§ **DOKUMEN**
Rabu, 31 Januari 2018

Warisan Kritisisme Daoed Joesoef

Warisan Kritisisme Daoed Joesoef
Teuku Kemal Fasya  ;  Dosen Antropologi FISIP Universitas Malikussaleh Lhokseumawe; Dewan Pakar NU Aceh
                                                 KOMPAS.COM, 30 Januari 2018



                                                           
SEJAK bulan Juli 2017 Profesor Daoed Joesoef (DJ), begitu saya memanggilnya, sudah meminta saya untuk menjadi pengulas buku memoarnya yang rencananya diluncurkan pada 8 Agustus 2017. Namun rencana itu meleset, karena proses koreksi terus-menerus dilakukannya.

Sebagai sosok yang merasakan tiga zaman babak bangsa, ia perlu memberikan sentuhan hati-hati karena apa yang disampaikannya telah menjadi sejarah bagi sebagian besar masyarakat Indonesia.

Mencapai umur 90 tahun adalah kemewahan bagi banyak orang. Ia tentu masih bisa menjadikan pengalaman puluhan tahun lalu itu sebagai pelajaran generasi muda.

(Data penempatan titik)
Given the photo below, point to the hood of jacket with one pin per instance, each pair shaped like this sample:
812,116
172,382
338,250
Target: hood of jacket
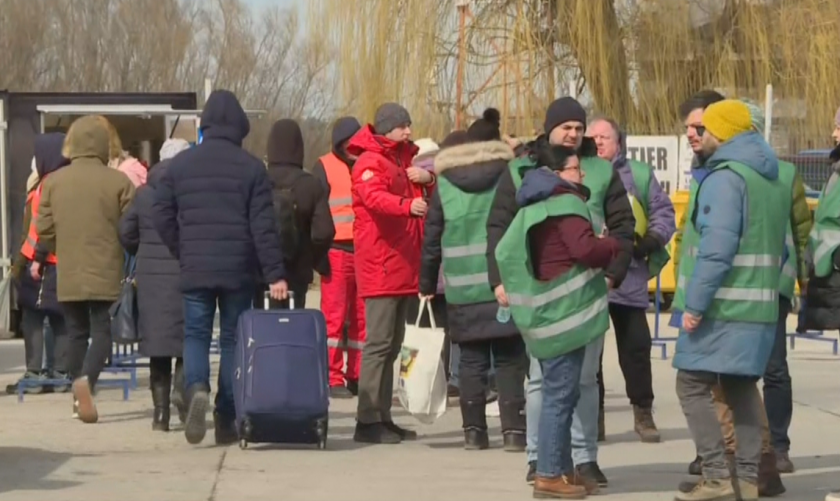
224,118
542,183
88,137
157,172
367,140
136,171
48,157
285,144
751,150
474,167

--

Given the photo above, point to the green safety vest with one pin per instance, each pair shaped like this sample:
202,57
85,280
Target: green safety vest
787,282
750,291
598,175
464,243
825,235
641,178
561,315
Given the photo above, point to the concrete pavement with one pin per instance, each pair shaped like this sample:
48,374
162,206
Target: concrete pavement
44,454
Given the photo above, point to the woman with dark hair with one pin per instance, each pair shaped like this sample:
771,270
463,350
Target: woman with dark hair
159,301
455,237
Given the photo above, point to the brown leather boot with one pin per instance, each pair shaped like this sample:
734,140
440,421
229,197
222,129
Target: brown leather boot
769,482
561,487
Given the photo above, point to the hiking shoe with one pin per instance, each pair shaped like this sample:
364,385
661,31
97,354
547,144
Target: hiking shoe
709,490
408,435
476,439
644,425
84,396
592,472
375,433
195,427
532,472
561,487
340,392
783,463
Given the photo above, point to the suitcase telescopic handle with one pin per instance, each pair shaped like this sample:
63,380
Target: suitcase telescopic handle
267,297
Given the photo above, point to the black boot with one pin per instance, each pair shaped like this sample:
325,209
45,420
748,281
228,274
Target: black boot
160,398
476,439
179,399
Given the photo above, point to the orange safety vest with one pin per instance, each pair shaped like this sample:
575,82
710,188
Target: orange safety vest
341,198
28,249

* * *

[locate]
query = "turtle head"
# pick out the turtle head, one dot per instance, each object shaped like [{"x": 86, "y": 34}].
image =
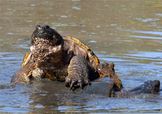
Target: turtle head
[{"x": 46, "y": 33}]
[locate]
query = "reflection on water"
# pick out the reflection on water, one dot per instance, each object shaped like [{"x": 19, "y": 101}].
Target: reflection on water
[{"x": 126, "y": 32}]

§ **PERMINTAAN 1**
Ketik ulang bagian tulisan tentang Daoed Joesoef tanpa perubahan apa pun, mulai dari kata-kata yang memuat "SEJAK bulan Juli" dan berhenti setelah "koreksi terus-menerus dilakukannya.".
§ **PERMINTAAN 2**
Ringkas tulisan tentang Daoed Joesoef dalam dua kalimat.
§ **PERMINTAAN 3**
Tuliskan lanjutan tulisan tentang Daoed Joesoef, dimulai setelah kalimat terakhirnya.
Item-item tersebut diambil dari sumber lain.

§ **JAWABAN 1**
SEJAK bulan Juli 2017 Profesor Daoed Joesoef (DJ), begitu saya memanggilnya, sudah meminta saya untuk menjadi pengulas buku memoarnya yang rencananya diluncurkan pada 8 Agustus 2017. Namun rencana itu meleset, karena proses koreksi terus-menerus dilakukannya.

§ **JAWABAN 2**
Sejak Juli 2017 Profesor Daoed Joesoef meminta penulis menjadi pengulas buku memoarnya yang rencananya diluncurkan pada 8 Agustus 2017, tetapi rencana itu meleset karena ia terus-menerus melakukan koreksi. Sebagai sosok yang merasakan tiga zaman, ia berhati-hati karena apa yang disampaikannya telah menjadi sejarah, dan pada usia 90 tahun ia masih bisa menjadikan pengalamannya pelajaran bagi generasi muda.

§ **JAWABAN 3**
Memoarnya ini sendiri tidak cukup tepat dikatakan catatan biografis karena ada gagasan intelektual, catatan etnografis tentang Medan sebagai kota pertama kehidupannya yang dikenal sebagai Parijs van Soematra, wacana politik, persuasi moral, dan pesan pedagogik yang menjadi pakaian seumur hidup pengabdiannya.

Berkali-kali Prof DJ menelpon saya agar saya tetap menjadi pembicara meskipun jadwal terus berubah.

Akhirnya, ia ingin menjadikan momentum 28 Oktober 2017 sebagai puncak peluncuran buku itu di Centre for Strategic and International Studies (CSIS). Itu lembaga think tank yang ikut didirikan dan dibesarkannya.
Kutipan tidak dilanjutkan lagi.